-- Request --
Reproduce the material in full, exactly as written.
___ Input data
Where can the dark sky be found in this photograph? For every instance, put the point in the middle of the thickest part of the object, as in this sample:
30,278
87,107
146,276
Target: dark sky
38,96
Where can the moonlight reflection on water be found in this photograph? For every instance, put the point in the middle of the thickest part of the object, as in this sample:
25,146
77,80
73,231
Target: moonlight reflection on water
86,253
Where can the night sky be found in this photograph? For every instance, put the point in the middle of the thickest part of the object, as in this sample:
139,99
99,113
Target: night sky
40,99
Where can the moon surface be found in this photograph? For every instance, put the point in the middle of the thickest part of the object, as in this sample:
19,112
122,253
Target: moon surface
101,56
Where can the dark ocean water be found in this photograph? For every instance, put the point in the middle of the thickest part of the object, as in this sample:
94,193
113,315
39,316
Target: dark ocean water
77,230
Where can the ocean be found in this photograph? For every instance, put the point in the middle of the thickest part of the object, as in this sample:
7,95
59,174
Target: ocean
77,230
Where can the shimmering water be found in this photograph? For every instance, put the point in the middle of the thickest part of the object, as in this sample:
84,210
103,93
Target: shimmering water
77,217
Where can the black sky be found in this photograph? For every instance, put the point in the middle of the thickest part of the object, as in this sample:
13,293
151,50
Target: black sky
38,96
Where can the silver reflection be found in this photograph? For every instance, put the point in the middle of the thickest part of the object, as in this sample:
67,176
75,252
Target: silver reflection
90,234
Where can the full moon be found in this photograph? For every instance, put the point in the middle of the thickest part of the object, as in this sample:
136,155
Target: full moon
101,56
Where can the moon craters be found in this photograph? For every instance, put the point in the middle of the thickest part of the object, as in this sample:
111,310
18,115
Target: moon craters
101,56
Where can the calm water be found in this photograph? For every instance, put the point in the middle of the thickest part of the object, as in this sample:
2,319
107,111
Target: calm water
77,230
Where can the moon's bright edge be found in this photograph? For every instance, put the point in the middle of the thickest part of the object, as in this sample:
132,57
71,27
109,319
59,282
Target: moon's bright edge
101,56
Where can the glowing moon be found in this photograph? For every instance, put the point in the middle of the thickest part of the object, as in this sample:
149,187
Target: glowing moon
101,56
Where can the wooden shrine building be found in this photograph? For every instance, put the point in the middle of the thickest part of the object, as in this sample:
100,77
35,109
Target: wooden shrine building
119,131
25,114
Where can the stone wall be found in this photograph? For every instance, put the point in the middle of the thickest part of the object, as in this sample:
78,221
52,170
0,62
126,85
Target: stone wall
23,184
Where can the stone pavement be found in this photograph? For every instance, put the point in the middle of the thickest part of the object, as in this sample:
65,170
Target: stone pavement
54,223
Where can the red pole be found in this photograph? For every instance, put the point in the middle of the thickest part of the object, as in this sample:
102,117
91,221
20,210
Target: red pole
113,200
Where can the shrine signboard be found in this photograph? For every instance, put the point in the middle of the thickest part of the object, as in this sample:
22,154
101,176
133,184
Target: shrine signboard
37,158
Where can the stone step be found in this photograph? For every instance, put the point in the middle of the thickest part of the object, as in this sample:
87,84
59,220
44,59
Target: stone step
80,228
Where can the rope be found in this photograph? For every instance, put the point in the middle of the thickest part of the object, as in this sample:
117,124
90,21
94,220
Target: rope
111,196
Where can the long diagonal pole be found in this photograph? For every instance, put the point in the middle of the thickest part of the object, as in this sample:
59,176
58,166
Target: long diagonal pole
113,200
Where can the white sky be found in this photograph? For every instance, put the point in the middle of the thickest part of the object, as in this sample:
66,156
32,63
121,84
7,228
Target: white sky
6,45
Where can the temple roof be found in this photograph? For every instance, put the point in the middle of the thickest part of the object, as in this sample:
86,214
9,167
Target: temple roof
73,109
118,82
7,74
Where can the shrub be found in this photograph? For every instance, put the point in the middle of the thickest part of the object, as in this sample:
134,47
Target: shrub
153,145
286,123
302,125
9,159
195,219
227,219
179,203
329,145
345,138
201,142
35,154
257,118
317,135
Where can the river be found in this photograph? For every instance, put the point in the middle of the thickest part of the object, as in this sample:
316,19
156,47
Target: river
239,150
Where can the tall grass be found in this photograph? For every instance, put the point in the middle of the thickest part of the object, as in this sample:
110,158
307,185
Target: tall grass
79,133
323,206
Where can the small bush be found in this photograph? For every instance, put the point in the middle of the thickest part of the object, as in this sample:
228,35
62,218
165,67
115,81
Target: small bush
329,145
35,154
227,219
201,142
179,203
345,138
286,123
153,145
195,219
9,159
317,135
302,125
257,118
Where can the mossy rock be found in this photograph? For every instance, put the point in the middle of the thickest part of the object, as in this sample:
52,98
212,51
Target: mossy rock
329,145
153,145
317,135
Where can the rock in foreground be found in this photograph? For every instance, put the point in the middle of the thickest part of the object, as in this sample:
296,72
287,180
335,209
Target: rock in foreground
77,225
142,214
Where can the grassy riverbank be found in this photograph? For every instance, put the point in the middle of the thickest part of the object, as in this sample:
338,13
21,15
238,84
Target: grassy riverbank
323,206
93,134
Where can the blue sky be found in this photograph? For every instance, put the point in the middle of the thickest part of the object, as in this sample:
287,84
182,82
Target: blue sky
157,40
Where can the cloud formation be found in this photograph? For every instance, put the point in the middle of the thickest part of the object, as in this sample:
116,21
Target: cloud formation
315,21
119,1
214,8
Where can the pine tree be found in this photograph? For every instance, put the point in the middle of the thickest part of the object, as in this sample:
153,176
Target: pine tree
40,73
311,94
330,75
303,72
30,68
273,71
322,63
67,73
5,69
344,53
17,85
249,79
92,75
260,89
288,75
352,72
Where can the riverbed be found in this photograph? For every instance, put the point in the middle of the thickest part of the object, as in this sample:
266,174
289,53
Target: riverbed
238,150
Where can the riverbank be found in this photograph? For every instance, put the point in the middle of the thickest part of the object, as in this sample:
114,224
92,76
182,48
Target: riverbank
______
-- Solution to this problem --
Where can the dark sky be found in this photograph? For every instance, put the point in the middle of the thickest part of the object, as in this sample:
30,278
87,107
146,276
Target: dark sky
38,96
Where can the moonlight reflection on water be found in this photograph? For every instance, put the point in the middle of the thickest part of the object, as in this sample:
25,146
77,80
73,231
Target: moonlight reflection on water
86,253
Where can the night sky be found in this photograph? For every instance, put the point in the middle of the thickest part of the object, as in this sample:
139,99
99,113
Target: night sky
40,99
Where can the moon surface be found in this photograph? For every instance, put the point in the middle of the thickest part of the object, as in this sample:
19,112
122,253
Target: moon surface
101,56
Where can the dark ocean water be found in this photograph? For every instance, put the point in the middle of the thickest part of the object, as in this sample:
94,193
113,315
39,316
Target: dark ocean water
77,230
Where can the ocean be found in this photograph? For every instance, put the point in the middle of the thickest part of the object, as in this sample:
7,95
59,174
Target: ocean
77,230
Where can the shimmering water be found in this photograph? For every instance, put the point in the middle of the thickest part of the object, as in this sample:
84,210
103,93
Target: shimmering water
77,217
Where can the black sky be found in this photograph? For every instance, put the point in the middle of the thickest part of the object, as in this sample:
13,293
151,50
Target: black sky
38,96
Where can the silver reflection be found in this photograph? For every instance, put the point in the middle of the thickest part of the object, as in this sample:
67,176
75,252
Target: silver reflection
90,234
Where can the full moon be found in this photograph? For every instance, put the point in the middle of the thickest part of the object, as in this sample:
136,155
Target: full moon
101,56
Where can the moon craters be found in this photograph? For every instance, put the point in the middle of the thickest part of the object, as in this sample:
111,310
18,115
Target: moon craters
101,56
Where can the calm water be found in this photograph? For every instance, put the point in the middle of the thickest part of the object, as in this sample:
2,319
107,111
Target: calm water
77,230
Where can the moon's bright edge be found in this photograph? For every instance, put the point in the middle of the thickest part of the object, as in this sample:
132,57
71,27
109,319
59,282
Target: moon's bright edge
101,56
Where can the glowing moon be found in this photograph? For every instance, put the point in the middle of the thickest part of the object, as in this sample:
149,187
Target: glowing moon
101,56
Where can the wooden shrine building be found in this photograph? For every instance, put the point in the middle of the thickest part of the object, as in this sample:
100,77
35,109
Target: wooden shrine building
119,131
25,114
Where can the stone wall be found in this photograph? For every instance, put the point in the middle of the thickest part of the object, as in this sample:
78,221
52,170
0,62
126,85
Target: stone wall
23,184
Where can the stone pavement be found in this photograph? For every instance, put the point in the middle of the thickest part of the object, as in this sample:
65,170
Target: stone pavement
54,223
Where can the red pole be found in this photograph? For every instance, put the point in the middle of the thickest part of the object, as in this sample:
102,117
91,221
20,210
Target: red pole
113,200
Where can the shrine signboard be found in this photograph? For every instance, put the point in the middle of the thickest part of the object, as in this sample:
22,154
101,176
133,184
Target: shrine signboard
37,158
Where can the stone step be found in this photograph? For every instance, put the point in the middle of the thickest part of the object, as in this sample:
87,84
59,220
44,59
Target: stone step
80,228
Where can the rope be found in this photograph? For every instance, put the point in the middle of the thickest part of the object, as in this sample:
117,124
90,21
94,220
Target: rope
111,196
Where can the long diagonal pole be found in this photograph? For every instance, put the point in the middle of the thickest part of the object, as in this sample:
59,176
58,166
Target: long diagonal pole
113,200
Where can the white sky be found in this photograph? For every instance, put the point in the middle of the thickest part of the object, as in this sample:
66,156
32,63
121,84
7,228
Target: white sky
6,45
Where can the temple roof be found in this photograph? For every instance, put the point in the middle of the thickest part of the object, as in this sample:
86,214
9,167
Target: temple roof
73,109
118,82
7,74
Where can the shrub be found in this photograph? For every instance, put the point in the middle of the thickest part of the object, as in this sample:
134,47
Target: shrub
153,145
286,123
302,125
9,159
195,219
227,219
179,203
329,145
345,138
201,142
35,154
257,118
317,135
Where can the river be found in this photograph? For every instance, put the point in the middle of the thickest part of the object, as in this sample:
316,19
156,47
Target: river
239,150
Where can the tall grass be found in this photograph? For every instance, put the point in the middle of the thickest part of the object, as in this sample:
110,158
307,185
Target: tall grass
79,133
323,206
Where can the small bush be found in this photograph? For every instance, put the point in the middle of the thickest part of the object, as in this sample:
228,35
62,218
165,67
115,81
Target: small bush
329,145
35,154
227,219
201,142
179,203
345,138
286,123
153,145
195,219
9,159
317,135
302,125
257,118
Where can the mossy rock be found in this photograph? For every instance, put the point in the middle of the thickest part of the object, as in this sample:
52,98
212,51
Target: mossy rock
329,145
153,145
317,135
Where can the rock in foreground be found in this photograph? For every instance, put the point in the middle of the thickest part of the object, as in this sample:
296,72
287,180
335,209
Target: rock in foreground
77,225
142,214
Where can the grassy riverbank be found in this photograph? For every instance, put the point in the middle of the thickest part of the object, as in this sample:
338,13
21,15
238,84
Target: grassy riverbank
323,206
93,134
Where can the blue sky be found in this photograph? For every instance, put the point in the middle of the thickest part of the object, as in this sample:
287,84
182,82
Target: blue sky
157,40
Where can the cloud formation be found in this photograph? For every instance, put the point in the middle of the thickest part of the object, as in this sample:
116,21
Target: cloud formation
315,21
119,1
214,8
Where can the pine tree be found in this photograph? For every instance, put the point in the middle of the thickest part of the object, as in this sample:
153,176
Target: pine tree
40,73
311,94
330,75
303,72
30,68
273,71
322,63
67,73
5,69
344,53
17,85
249,79
92,75
260,89
288,75
352,72
Where can the riverbed be found in this photograph? For every instance, put the point in the middle of the thickest part of the object, as in this sample:
266,174
289,53
Target: riverbed
238,150
Where can the riverbank be found in this photograph? For every instance, put the point in the middle of the thickest part of the object, as in this sample:
114,224
92,76
182,48
Target: riverbank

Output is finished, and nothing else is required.